EVERETT — Snohomish County’s COVID infections are as low as they’ve been since 2021’s “hot vax summer.”
“Everything’s going in the right direction,” Snohomish Health District health officer Dr. Chris Spitters said Tuesday.
Last week, 290 new confirmed infections brought the county’s two-week case rate down to double digits: 79 per 100,000. Fourteen people were hospitalized for the virus as of Tuesday afternoon, compared to this winter’s peak of more than 200.
Test positivity, school outbreaks and cases in longterm care facilities are all trending downward, too, Spitters said.
As the virus recedes, more and more locals are venturing into unmasked territory.
It’s week two without the state’s broad mask mandate. That’s too soon, Spitters said, to determine if the relaxed rules are impacting the spread of the virus.
It’s also too early to know if subvariant BA.2 will throw a wrench in recent optimistic trends.
On Tuesday, the University of Washington said BA.2 made up nearly 25% of samples analyzed in its virology lab. Last week, state epidemiologist Dr. Scott Lindquist said the subvariant was “not becoming the dominant force.”

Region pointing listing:
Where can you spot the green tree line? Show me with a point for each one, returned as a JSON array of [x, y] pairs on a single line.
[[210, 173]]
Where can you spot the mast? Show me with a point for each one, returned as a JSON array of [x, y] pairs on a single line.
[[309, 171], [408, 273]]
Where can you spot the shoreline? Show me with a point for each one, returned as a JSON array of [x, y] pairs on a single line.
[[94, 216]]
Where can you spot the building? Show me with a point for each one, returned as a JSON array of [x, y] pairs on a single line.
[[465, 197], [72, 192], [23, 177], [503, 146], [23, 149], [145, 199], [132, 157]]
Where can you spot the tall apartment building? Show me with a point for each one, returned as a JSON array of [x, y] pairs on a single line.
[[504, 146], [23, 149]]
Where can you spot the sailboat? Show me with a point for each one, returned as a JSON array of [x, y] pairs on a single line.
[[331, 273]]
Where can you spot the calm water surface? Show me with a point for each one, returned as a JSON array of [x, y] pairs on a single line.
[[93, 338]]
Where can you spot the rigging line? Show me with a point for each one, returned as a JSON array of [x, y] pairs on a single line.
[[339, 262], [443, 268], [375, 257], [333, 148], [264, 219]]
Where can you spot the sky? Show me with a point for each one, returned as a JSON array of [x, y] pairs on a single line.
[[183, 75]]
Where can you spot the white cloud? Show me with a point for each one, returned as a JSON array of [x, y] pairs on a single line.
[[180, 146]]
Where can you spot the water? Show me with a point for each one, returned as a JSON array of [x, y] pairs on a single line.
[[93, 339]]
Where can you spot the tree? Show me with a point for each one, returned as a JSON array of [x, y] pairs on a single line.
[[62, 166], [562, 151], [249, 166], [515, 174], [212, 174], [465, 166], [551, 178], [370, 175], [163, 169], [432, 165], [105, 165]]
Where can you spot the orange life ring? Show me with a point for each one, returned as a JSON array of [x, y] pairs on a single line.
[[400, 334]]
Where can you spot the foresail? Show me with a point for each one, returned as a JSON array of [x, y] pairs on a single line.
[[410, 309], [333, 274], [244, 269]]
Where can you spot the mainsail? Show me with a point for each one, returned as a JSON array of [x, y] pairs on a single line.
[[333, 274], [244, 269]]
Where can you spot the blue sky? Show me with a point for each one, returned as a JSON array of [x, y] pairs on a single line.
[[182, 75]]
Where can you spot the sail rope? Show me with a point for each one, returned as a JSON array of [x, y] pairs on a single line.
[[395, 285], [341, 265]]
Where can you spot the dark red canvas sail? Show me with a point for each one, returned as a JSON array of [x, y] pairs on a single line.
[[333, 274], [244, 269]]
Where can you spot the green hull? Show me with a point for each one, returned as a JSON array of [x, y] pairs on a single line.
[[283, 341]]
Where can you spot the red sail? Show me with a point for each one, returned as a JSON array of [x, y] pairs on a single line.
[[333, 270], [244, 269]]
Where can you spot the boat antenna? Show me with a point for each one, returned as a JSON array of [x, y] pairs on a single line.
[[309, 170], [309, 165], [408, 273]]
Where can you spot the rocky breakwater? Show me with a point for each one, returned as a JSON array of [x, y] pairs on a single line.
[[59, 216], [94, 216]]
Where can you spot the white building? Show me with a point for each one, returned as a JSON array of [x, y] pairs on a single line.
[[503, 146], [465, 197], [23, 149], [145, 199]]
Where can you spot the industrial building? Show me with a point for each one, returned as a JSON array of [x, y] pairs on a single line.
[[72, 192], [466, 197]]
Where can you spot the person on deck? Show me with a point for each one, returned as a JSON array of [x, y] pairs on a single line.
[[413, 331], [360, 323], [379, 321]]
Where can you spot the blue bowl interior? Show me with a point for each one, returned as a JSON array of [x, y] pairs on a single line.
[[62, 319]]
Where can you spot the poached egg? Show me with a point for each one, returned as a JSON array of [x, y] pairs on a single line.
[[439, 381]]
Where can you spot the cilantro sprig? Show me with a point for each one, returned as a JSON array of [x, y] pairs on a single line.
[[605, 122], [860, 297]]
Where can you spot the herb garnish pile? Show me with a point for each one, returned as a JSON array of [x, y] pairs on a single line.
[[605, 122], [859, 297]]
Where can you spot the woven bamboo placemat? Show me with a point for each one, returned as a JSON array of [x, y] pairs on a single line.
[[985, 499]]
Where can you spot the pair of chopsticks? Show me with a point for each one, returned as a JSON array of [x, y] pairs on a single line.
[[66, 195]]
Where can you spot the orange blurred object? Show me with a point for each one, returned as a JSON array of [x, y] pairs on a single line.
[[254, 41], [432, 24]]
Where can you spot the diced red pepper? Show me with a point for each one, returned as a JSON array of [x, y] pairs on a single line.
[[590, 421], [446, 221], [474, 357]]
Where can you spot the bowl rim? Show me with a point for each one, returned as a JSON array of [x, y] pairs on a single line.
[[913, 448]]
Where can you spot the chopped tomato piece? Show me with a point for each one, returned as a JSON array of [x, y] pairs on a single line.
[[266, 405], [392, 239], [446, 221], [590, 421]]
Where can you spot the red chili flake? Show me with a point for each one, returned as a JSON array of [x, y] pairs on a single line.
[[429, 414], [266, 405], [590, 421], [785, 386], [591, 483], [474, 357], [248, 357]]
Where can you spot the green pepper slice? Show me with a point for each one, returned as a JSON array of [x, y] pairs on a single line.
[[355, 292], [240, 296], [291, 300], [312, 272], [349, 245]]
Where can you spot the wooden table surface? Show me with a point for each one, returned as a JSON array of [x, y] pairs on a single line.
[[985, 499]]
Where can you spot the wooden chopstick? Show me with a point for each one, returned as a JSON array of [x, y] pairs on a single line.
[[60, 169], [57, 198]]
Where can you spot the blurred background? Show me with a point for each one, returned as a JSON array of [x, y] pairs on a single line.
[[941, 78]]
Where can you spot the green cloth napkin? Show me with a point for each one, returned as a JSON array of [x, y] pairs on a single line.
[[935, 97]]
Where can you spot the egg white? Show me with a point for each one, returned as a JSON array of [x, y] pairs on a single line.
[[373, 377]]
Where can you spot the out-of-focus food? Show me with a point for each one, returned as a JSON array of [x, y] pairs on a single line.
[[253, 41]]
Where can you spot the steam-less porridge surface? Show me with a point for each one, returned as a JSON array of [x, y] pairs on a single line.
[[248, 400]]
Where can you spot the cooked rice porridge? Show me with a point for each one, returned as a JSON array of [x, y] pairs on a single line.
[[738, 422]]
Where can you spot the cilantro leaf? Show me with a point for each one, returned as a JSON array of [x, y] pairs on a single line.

> **Your tasks**
• 1. Reproduce the passage of the COVID article starting with "As the virus" and going on through "of the virus.".
• 2. Translate this sentence from the COVID article into Spanish: "As the virus recedes, more and more locals are venturing into unmasked territory."
• 3. Continue the article on Snohomish County's COVID infections after its last sentence.
The listing can be set aside.

> **Answers to each task**
• 1.
As the virus recedes, more and more locals are venturing into unmasked territory.
It’s week two without the state’s broad mask mandate. That’s too soon, Spitters said, to determine if the relaxed rules are impacting the spread of the virus.

• 2. A medida que el virus retrocede, cada vez más residentes locales se aventuran en territorio sin mascarillas.

• 3.
But Spitters said local health officials changed their mind since then.
“We anticipate that BA.2 will become the dominant strain, replacing the parent Omicron strain over the next few weeks,” he said. “What that holds over our future remains uncertain.”
BA.2 is already causing surges in Europe and China. But experts aren’t on the same page as to what’s on the horizon in the Pacific Northwest.
“I don’t know if it’s really a mixed message as much as complex information with a lot of uncertainty,” Spitters told reporters.
Even with BA.2 making up a larger percentage of Washington’s caseload, he said, overall cases are decreasing.
Plus, there’s evidence that immunity from vaccines and prior infection is effective against BA.2, and that the strain isn’t deadlier than the normal Omicron virus.
State officials emphasized those points last week in unveiling their new ForWArd plan. Since then, the Centers for Disease Control and Prevention moved all Washington counties into a low-risk category, based on the agency’s assessment of case counts and hospital capacity.
Snohomish County is marching on with its plan for a more hands-off approach to the pandemic. Its drive-thru testing centers are permanently closing after this Sunday.
Spitters noted the local health district can still impose its own mask mandate if necessary. Officials will be monitoring caseloads and information on BA.2 to see if another wave of infection is on its way.